GIVEN REQUEST
Extract the listing in its entirety, keeping each line identical to the original.

ENTRIES SUPPLIED

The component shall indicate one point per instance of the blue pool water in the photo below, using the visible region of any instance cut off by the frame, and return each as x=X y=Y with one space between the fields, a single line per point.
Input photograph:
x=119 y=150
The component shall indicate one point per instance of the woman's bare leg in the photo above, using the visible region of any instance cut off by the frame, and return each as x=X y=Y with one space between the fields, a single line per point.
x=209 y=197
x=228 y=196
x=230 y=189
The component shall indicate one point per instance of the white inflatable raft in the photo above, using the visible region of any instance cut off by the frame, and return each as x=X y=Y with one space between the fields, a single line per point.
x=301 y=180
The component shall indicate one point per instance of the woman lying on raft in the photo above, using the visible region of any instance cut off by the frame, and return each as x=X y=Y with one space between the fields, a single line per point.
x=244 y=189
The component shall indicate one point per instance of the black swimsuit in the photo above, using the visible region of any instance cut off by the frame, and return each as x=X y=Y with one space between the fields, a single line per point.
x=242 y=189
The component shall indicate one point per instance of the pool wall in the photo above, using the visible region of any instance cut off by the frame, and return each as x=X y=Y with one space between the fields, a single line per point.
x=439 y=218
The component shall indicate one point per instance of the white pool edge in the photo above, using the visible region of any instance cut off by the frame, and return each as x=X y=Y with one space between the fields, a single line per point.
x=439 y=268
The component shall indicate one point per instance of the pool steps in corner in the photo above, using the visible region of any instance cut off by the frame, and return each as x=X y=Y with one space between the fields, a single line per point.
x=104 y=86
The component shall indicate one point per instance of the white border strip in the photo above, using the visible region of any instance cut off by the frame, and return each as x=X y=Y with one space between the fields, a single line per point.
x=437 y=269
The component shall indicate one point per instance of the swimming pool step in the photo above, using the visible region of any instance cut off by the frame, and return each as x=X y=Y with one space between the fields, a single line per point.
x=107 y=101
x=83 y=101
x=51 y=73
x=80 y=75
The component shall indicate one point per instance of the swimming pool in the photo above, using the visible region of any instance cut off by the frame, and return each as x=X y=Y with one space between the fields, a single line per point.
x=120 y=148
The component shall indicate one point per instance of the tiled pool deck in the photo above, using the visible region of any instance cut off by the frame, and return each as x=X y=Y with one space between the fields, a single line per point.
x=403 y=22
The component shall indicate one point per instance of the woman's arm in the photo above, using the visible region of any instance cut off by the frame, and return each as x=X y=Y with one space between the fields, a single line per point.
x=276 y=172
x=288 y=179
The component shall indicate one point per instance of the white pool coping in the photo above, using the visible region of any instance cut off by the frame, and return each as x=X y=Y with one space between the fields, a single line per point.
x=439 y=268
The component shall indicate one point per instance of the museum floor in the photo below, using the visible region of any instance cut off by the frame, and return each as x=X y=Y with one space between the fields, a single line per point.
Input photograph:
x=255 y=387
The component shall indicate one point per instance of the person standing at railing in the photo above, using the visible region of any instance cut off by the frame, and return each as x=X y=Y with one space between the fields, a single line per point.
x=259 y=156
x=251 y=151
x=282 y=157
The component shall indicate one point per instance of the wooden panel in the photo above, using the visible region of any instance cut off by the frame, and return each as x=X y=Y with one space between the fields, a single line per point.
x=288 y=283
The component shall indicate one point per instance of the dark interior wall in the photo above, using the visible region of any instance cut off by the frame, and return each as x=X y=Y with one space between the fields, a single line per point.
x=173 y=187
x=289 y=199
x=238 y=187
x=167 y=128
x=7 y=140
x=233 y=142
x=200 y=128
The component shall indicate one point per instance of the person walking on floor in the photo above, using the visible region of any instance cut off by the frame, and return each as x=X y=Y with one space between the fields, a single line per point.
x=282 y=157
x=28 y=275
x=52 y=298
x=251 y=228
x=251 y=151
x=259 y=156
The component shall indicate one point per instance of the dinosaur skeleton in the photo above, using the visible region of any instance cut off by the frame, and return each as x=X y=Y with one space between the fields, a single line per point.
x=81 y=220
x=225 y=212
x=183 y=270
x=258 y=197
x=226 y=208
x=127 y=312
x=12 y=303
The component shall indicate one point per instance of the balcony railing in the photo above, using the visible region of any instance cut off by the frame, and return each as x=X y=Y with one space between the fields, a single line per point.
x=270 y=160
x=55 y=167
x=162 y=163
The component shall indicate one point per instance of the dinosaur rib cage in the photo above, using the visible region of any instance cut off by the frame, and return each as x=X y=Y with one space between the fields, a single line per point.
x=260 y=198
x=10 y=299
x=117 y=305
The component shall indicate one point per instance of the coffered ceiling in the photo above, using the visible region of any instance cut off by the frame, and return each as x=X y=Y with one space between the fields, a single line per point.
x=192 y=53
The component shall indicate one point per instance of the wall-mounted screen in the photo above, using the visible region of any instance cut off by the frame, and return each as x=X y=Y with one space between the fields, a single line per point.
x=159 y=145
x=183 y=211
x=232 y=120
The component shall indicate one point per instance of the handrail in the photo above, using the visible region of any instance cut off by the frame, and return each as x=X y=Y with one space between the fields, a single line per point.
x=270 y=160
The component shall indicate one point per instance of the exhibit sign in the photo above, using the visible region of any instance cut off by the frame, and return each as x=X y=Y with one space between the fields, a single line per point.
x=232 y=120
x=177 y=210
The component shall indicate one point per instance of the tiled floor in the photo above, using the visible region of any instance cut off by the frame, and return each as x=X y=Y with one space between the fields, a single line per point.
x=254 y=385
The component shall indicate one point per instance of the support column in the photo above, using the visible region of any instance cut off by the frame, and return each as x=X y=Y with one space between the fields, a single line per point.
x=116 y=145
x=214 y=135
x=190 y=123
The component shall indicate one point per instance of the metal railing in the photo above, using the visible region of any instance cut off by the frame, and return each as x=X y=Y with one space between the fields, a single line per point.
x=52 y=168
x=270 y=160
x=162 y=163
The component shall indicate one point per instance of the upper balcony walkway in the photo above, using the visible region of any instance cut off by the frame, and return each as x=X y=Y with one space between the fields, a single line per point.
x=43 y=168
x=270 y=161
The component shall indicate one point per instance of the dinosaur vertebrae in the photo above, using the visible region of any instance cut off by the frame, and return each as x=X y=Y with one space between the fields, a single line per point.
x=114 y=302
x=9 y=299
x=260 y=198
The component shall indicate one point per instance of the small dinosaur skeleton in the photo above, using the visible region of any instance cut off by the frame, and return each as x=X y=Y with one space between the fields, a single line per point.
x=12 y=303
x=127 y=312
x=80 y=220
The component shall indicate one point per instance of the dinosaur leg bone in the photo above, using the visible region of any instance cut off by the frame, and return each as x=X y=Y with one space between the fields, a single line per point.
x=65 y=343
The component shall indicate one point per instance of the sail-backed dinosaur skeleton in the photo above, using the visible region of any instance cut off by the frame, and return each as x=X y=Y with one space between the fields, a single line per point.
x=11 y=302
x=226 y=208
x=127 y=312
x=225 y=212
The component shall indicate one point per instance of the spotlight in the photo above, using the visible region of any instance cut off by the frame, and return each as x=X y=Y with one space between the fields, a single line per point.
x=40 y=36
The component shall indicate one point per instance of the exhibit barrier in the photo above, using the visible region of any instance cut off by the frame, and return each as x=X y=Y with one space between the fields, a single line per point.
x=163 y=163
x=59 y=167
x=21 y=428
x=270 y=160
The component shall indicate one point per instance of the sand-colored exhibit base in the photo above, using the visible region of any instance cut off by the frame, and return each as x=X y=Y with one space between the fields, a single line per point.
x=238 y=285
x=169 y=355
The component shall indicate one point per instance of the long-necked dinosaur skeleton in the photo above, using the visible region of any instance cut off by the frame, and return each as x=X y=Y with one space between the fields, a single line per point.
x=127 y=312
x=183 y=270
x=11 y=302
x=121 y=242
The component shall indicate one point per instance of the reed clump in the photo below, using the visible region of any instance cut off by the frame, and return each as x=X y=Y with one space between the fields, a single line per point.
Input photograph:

RESULT OF THE EXERCISE
The component shall indicate one point per instance of the blue pool water in the photo below, using the visible region of any instance cut off by the frame, and return each as x=X y=Y with one space between the fields, a single line per point.
Input photograph:
x=119 y=150
The component shall indicate one point per instance of the woman's bare leg in the photo above, using the visible region of any instance cut off by the frame, and return each as x=X y=Y with one space between the fields, a single line per point.
x=209 y=197
x=228 y=196
x=230 y=189
The component shall indicate one point per instance of the white inflatable raft in the photo above, using the visible region of any instance cut off by the frame, and return each as x=X y=Y with one space between the fields, a single line per point.
x=301 y=180
The component shall indicate one point per instance of the woman lying on raft in the photo above, using the visible region of any instance cut off by the frame, and return each as x=X y=Y with one space between the fields, a single line per point.
x=244 y=189
The component shall indicate one point per instance of the black swimsuit in the photo above, using the visible region of any instance cut off by the frame, and return each as x=X y=Y with one space between the fields, a single line per point.
x=242 y=189
The component shall indicate one point per instance of the pool wall in the photo above, using the visible region of any instance cut off by the frame, and return each as x=X y=Y with one space between the fields, a single line per point.
x=439 y=218
The component shall indicate one point per instance of the white pool edge in the photo above, using the visible region of any instance cut off by the frame, and return each as x=X y=Y with one space between the fields, a single line per point.
x=439 y=268
The component shall indicate one point per instance of the pool steps in corner in the photo above, using the visible region of any instance cut off by the frame, and return each as x=X y=Y with one space between the fields, a single line per point.
x=104 y=86
The component shall indicate one point per instance of the white border strip in the photo above, using the visible region of any instance cut off by the frame, and return each as x=X y=Y with one space between the fields, a single line per point.
x=437 y=269
The component shall indicate one point per instance of the swimming pool step in the photo above, using the visible region of any instance cut off by the frame, and return each as x=X y=Y with one space between the fields, a single line per point.
x=107 y=101
x=83 y=101
x=51 y=73
x=80 y=75
The component shall indicate one point per instance of the swimming pool in the photo above, using the visible region of any instance cut off by the frame, and return each as x=X y=Y with one space between the fields, a single line per point.
x=120 y=148
The component shall indicate one point per instance of the tiled pool deck in the photo above, using the visible region of any instance cut off by the frame, and return each as x=X y=Y with one space between the fields, a single line per point.
x=403 y=22
The component shall indicate one point per instance of the woman's arm in the photo above, using the visible region of any instance cut off by the frame, and return each as x=X y=Y with one space between the fields, a single line per point.
x=276 y=172
x=288 y=179
The component shall indicate one point per instance of the white pool coping in the photo above, using the visible region of any instance cut off by the frame, and return each as x=X y=Y with one space between the fields, a single line per point.
x=439 y=268
The component shall indicate one point per instance of the museum floor in the photo below, using the visible region of any instance cut off by the frame, and return each as x=X y=Y with one space between the fields, a single line per point.
Input photograph:
x=255 y=387
The component shall indicate one point per instance of the person standing at railing in the photo above, using the visible region of any instance cut off by the frame, and return each as x=X y=Y with one space between the fields, a single line per point.
x=259 y=156
x=251 y=151
x=282 y=157
The component shall indicate one point per instance of the wooden panel in the photo above, using the visible region of any instance cut off by the frame, and return each as x=X y=Y with one space between the fields, a single line per point.
x=288 y=283
The component shall indicate one point per instance of the dark interior wall in the photo above, using the visible region of any instance cut off by the frame, and return each as x=X y=Y with one space between the fields, a single line per point.
x=173 y=187
x=289 y=199
x=238 y=187
x=167 y=128
x=7 y=140
x=233 y=142
x=200 y=128
The component shall indicate one point per instance of the person walking on floor in the photo above, using the visible region of any instance cut off by the frame, and return each as x=X y=Y with one space between the fields, a single line per point.
x=282 y=157
x=28 y=275
x=52 y=298
x=251 y=228
x=251 y=151
x=259 y=156
The component shall indicate one point per instance of the dinosaur skeleton in the photo above, using the visible region of any instance cut off by the frame, and return each as x=X y=Y with one space between the fields, a single line per point.
x=81 y=220
x=225 y=212
x=183 y=270
x=258 y=197
x=226 y=208
x=127 y=312
x=12 y=303
The component shall indicate one point per instance of the balcony railing in the photo above, using the visible region of any instance cut off by the frame, and return each as x=X y=Y with one space between the fields, a single line per point.
x=270 y=160
x=55 y=167
x=162 y=163
The component shall indicate one point per instance of the dinosaur rib cage in the photo above, using the visible region of any instance cut off by the frame, and return each as x=X y=Y with one space between the fields, a single line per point.
x=260 y=198
x=10 y=299
x=117 y=305
The component shall indicate one point per instance of the coffered ceiling in the photo above, using the visible region of any instance cut off by the frame, and return each as x=X y=Y with one space between the fields, a single line per point.
x=192 y=53
The component shall indicate one point per instance of the wall-mounted screen in the photo above, using the visible region of any instance cut off by the frame, and return each as x=X y=Y with one space between the fields, a single line per point.
x=159 y=145
x=183 y=211
x=232 y=120
The component shall indicate one point per instance of the handrail in the photo above, using the visible region of any instance cut off by the frame, and return each as x=X y=Y with one space between the fields, a single line per point.
x=270 y=160
The component shall indicate one point per instance of the exhibit sign in the photo above, using the visible region of any instance cut off by the frame, and return each as x=X y=Y with one space between the fields, a single line per point.
x=232 y=120
x=177 y=210
The component shall indicate one point per instance of the tiled floor in the photo above, using the visible region of any instance cut off by the frame, and return each as x=X y=Y with one space between the fields, a single line per point.
x=254 y=385
The component shall indicate one point per instance of the support column in the photo above, using the visible region of any instance cut off by the frame, and return each as x=X y=Y with one space between the fields, a single line per point.
x=116 y=145
x=214 y=135
x=190 y=123
The component shall indicate one point per instance of the metal railing in the photo above, using the visible region of any instance cut off by the frame, and return each as x=X y=Y with one space between the fields, a single line per point.
x=52 y=168
x=270 y=160
x=162 y=163
The component shall indicate one point per instance of the upper balcony walkway in the photo above, using the visible region of any instance cut off by the frame, and return each as x=X y=Y with one space between the fields, a single line per point.
x=43 y=168
x=270 y=161
The component shall indicate one point per instance of the dinosaur vertebrae in the photo above, using the visible region of any instance cut off by the frame, and return each as x=X y=Y with one space between the fields, a single line per point.
x=114 y=302
x=9 y=299
x=260 y=198
The component shall indicate one point per instance of the small dinosaur skeleton in the photo above, using the visible region of any instance cut off by the frame, and return each as x=X y=Y with one space between the fields, a single line per point.
x=12 y=303
x=127 y=312
x=80 y=220
The component shall indicate one point per instance of the dinosaur leg bone in the photo above, using the visible region of any instance cut off by the frame, and return each as x=X y=Y with one space between the fields, a single line per point.
x=65 y=343
The component shall indicate one point per instance of the sail-backed dinosaur skeleton in the photo above, using the visible region of any instance cut off by the frame, and return each as x=X y=Y with one space between the fields, a single line per point.
x=11 y=302
x=226 y=208
x=127 y=312
x=225 y=212
The component shall indicate one point per instance of the spotlight in the photo above, using the visible region of any instance cut off by the frame, and return each as x=X y=Y with one space between the fields, a single line per point.
x=40 y=36
The component shall indicate one point per instance of the exhibit barrier in the photo above, using the visible region of any instance cut off by the frame, and return each as x=X y=Y with one space between the fields, a single line per point.
x=163 y=163
x=59 y=167
x=21 y=428
x=270 y=160
The component shall indicate one point per instance of the sand-colored exhibit base in the photo above, using the visible region of any instance cut off by the frame, and return each as x=X y=Y with one space between the fields, a single line per point.
x=238 y=285
x=169 y=355
The component shall indicate one point per instance of the long-necked dinosaur skeleton in the photo above, using the visible region of any instance cut off by the frame, and return each as x=X y=Y with one space between the fields, a single line per point.
x=127 y=312
x=183 y=270
x=11 y=302
x=121 y=242
The component shall indicate one point per instance of the reed clump in the photo below, using the visible region of any instance cut off by the frame, and return each as x=X y=Y with one space between the fields, a single line per point.
Input photograph:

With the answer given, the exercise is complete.